# Data to process
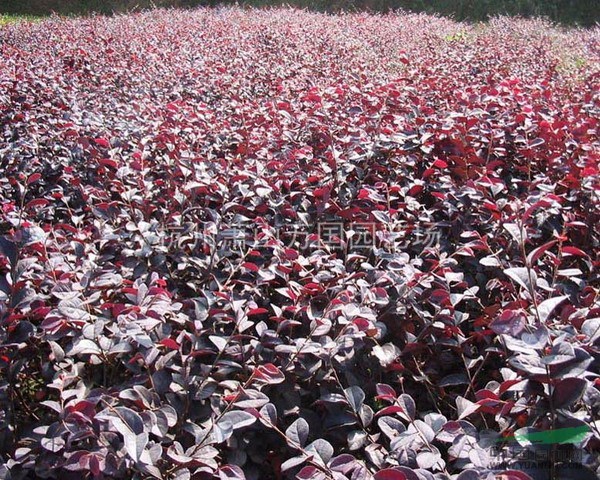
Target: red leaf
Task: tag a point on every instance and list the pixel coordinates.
(102, 142)
(169, 343)
(34, 178)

# Aim of the task
Print each item above word for word, leaving out the pictures.

# Complete answer
Target: red leaf
Task: tag a point on every instance and list the pixel coordinates.
(102, 142)
(169, 343)
(34, 178)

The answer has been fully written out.